_DATASET EXCERPTS_
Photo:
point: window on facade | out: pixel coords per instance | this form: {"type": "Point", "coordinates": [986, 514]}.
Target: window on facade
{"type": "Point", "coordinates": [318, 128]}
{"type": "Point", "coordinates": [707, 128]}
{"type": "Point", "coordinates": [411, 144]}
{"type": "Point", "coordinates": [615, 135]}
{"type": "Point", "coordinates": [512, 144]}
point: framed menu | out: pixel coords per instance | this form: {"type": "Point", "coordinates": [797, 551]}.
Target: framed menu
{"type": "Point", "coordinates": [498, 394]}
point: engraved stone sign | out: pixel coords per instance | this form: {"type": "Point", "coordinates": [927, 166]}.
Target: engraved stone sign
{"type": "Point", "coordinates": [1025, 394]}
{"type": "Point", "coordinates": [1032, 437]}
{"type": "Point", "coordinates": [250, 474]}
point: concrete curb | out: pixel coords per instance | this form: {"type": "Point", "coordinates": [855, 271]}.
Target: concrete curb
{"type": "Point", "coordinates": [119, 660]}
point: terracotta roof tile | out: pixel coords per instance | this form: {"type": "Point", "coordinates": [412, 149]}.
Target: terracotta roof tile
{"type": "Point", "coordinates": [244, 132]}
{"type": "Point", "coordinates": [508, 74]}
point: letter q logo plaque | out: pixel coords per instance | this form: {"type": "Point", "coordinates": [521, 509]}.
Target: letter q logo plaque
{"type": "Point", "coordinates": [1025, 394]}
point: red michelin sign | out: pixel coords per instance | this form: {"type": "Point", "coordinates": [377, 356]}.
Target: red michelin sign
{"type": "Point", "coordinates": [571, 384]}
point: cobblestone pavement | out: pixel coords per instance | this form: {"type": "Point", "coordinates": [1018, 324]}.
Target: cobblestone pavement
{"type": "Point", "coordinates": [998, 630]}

_WHAT YOU WILL DO_
Write the lines out again exactly, from the one containing "Target: concrete curb" through the last line of the records, and include no other lines.

_OUTPUT FOR THIS TASK_
Target: concrete curb
{"type": "Point", "coordinates": [119, 660]}
point: terracotta roof tile | out: pixel coords per instance | this form: {"type": "Point", "coordinates": [412, 149]}.
Target: terracotta roof tile
{"type": "Point", "coordinates": [244, 132]}
{"type": "Point", "coordinates": [508, 74]}
point: letter q logo plaque | out: pixel coords per instance | this form: {"type": "Point", "coordinates": [521, 509]}.
Target: letter q logo plaque
{"type": "Point", "coordinates": [1025, 394]}
point: red michelin sign | out: pixel coords per instance | this form: {"type": "Point", "coordinates": [377, 356]}.
Target: red michelin sign
{"type": "Point", "coordinates": [571, 384]}
point: cobblestone pavement | out: pixel coords per instance | this form: {"type": "Point", "coordinates": [1018, 324]}.
Target: cobblestone pavement
{"type": "Point", "coordinates": [998, 630]}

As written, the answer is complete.